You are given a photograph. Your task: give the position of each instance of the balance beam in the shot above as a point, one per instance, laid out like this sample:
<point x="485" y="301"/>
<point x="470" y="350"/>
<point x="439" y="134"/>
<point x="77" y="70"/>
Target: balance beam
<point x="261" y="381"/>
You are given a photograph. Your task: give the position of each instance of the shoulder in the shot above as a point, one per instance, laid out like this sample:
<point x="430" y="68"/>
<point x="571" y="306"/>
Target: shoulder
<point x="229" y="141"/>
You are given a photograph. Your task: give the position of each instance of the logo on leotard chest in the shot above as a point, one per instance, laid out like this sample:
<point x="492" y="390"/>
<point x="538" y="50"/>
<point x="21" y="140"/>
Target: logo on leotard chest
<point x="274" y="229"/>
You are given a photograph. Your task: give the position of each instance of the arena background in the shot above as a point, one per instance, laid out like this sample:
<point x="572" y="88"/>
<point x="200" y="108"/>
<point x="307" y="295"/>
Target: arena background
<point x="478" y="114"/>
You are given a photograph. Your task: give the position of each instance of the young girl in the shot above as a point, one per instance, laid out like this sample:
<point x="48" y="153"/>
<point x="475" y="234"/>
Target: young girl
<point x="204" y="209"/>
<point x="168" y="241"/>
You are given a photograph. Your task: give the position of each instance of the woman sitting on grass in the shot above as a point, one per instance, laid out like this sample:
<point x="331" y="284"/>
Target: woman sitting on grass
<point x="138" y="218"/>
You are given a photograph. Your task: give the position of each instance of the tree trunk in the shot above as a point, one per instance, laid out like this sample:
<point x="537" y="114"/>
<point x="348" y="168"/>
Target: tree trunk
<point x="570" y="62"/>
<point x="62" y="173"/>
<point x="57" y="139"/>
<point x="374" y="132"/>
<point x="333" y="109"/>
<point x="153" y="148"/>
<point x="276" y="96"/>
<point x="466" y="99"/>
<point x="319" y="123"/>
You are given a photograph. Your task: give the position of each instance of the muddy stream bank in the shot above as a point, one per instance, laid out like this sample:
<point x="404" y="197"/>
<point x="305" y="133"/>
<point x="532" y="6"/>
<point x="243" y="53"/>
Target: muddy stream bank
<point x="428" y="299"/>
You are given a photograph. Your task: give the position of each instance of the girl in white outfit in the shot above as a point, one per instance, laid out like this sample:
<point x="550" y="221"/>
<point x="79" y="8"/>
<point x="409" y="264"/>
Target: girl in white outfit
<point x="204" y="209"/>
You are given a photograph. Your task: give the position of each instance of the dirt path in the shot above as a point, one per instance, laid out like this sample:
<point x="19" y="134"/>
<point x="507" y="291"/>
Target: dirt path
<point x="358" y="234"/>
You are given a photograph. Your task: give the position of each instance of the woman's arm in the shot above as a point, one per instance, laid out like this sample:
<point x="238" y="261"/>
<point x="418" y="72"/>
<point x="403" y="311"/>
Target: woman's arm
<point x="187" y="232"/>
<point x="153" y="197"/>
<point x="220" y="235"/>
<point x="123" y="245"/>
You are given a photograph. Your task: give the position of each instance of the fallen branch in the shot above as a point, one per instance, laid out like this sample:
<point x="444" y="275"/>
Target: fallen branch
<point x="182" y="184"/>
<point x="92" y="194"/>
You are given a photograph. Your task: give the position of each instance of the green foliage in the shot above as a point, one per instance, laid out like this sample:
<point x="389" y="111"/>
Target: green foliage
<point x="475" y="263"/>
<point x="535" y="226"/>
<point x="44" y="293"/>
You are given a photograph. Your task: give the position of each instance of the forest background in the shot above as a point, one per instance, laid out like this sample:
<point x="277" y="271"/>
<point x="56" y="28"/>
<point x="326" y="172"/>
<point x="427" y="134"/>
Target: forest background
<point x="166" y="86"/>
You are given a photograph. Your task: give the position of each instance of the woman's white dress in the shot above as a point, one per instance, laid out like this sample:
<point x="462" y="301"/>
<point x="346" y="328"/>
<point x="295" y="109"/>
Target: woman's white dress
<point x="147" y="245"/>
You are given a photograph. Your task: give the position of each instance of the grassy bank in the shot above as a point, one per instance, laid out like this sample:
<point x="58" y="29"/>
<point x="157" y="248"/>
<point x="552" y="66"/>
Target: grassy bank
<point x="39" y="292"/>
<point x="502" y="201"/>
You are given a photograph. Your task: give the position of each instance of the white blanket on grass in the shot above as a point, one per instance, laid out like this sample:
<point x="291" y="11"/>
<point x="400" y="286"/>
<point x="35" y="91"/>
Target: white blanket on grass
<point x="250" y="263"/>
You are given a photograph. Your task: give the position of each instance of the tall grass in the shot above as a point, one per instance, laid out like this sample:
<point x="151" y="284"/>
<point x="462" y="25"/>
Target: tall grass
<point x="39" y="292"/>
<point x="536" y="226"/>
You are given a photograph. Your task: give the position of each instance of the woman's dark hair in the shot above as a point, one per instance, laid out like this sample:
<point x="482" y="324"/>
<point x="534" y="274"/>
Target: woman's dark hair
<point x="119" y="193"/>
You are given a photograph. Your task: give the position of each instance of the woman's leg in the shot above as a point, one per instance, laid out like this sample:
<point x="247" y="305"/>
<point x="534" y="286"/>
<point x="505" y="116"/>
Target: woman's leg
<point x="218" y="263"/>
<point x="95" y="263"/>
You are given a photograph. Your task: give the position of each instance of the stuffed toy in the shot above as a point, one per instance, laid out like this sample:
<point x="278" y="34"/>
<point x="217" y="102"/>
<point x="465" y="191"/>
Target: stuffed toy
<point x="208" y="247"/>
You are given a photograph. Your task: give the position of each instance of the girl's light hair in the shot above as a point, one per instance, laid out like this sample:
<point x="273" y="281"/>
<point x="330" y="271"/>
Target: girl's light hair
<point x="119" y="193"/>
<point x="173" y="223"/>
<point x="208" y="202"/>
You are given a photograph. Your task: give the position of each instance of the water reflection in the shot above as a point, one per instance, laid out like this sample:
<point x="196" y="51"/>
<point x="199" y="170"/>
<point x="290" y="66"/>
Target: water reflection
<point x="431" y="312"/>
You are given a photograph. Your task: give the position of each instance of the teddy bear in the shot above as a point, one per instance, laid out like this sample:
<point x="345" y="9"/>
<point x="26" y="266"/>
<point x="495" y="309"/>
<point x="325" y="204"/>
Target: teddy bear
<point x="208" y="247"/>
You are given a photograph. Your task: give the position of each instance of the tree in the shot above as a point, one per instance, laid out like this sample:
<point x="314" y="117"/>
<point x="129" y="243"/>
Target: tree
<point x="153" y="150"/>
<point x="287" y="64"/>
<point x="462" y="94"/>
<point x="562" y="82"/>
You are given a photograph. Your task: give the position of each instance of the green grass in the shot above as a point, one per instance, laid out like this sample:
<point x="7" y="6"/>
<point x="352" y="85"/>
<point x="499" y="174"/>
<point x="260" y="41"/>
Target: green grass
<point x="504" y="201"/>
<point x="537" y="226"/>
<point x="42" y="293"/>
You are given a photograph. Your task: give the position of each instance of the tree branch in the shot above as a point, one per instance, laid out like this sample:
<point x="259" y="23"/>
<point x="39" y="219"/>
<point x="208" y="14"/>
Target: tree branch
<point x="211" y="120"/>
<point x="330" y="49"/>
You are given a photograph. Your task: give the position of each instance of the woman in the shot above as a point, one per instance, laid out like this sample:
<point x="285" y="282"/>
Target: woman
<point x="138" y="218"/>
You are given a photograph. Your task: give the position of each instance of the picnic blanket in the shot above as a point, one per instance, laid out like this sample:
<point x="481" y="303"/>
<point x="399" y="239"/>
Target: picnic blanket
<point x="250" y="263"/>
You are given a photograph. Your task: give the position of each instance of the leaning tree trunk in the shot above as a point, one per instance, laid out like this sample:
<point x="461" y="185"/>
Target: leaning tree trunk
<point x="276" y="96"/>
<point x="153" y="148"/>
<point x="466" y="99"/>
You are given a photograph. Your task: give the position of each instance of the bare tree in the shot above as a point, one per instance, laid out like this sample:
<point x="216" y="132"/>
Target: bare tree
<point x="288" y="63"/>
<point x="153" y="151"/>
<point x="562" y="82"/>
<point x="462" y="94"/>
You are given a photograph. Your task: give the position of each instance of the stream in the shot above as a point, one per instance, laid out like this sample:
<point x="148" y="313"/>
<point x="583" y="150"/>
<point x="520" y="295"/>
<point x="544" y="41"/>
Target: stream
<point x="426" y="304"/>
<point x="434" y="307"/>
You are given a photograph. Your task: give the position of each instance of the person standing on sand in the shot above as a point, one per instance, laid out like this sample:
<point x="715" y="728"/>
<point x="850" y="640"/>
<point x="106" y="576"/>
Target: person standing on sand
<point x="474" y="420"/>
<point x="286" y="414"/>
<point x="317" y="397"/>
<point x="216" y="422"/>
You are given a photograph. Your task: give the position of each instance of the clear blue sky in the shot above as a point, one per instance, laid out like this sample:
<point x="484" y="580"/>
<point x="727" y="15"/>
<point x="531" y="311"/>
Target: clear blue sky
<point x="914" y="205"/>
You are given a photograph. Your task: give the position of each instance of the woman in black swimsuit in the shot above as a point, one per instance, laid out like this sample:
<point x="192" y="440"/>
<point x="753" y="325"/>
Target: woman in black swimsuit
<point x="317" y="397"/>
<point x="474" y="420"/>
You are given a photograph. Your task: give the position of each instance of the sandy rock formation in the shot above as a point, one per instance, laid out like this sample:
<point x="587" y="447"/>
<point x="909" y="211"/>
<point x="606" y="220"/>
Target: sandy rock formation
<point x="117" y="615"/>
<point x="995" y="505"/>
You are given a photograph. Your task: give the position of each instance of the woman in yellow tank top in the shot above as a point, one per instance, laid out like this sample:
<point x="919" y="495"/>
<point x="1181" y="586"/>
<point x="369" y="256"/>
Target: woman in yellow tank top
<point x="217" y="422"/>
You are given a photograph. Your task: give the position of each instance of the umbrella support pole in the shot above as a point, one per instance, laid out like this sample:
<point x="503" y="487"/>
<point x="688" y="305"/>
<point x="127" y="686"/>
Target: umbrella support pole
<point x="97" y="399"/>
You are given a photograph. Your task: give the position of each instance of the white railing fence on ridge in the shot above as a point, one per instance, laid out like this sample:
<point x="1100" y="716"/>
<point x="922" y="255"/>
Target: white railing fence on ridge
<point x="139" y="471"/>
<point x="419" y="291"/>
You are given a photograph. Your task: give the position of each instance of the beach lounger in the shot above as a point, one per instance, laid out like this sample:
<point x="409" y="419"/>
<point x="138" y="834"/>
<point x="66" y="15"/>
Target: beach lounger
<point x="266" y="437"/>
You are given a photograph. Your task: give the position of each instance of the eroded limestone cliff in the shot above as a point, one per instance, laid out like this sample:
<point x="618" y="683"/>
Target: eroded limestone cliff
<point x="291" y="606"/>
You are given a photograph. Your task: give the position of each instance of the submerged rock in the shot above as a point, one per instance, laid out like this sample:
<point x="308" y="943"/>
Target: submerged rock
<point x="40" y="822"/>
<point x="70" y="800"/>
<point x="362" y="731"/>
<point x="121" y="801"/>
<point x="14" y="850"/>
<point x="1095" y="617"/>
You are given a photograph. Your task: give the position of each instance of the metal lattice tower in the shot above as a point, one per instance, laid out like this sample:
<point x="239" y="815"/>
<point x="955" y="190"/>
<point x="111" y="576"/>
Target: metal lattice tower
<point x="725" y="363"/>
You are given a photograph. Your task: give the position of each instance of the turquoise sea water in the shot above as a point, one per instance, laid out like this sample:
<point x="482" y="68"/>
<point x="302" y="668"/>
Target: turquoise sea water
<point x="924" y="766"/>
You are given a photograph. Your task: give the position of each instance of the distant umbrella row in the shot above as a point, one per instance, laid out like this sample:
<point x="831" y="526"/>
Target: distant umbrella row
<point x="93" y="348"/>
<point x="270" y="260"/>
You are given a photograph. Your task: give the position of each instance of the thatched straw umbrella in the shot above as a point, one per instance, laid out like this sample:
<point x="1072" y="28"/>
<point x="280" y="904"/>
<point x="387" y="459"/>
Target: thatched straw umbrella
----
= Problem to solve =
Every line with "thatched" in it should be copied from the entries above.

= Answer to the exercise =
You are given a photograph. Your task: give the position of each instance of the thatched straw umbrella in the shot above as a point, one per instance, laid out like this sample:
Target: thatched straw umbrella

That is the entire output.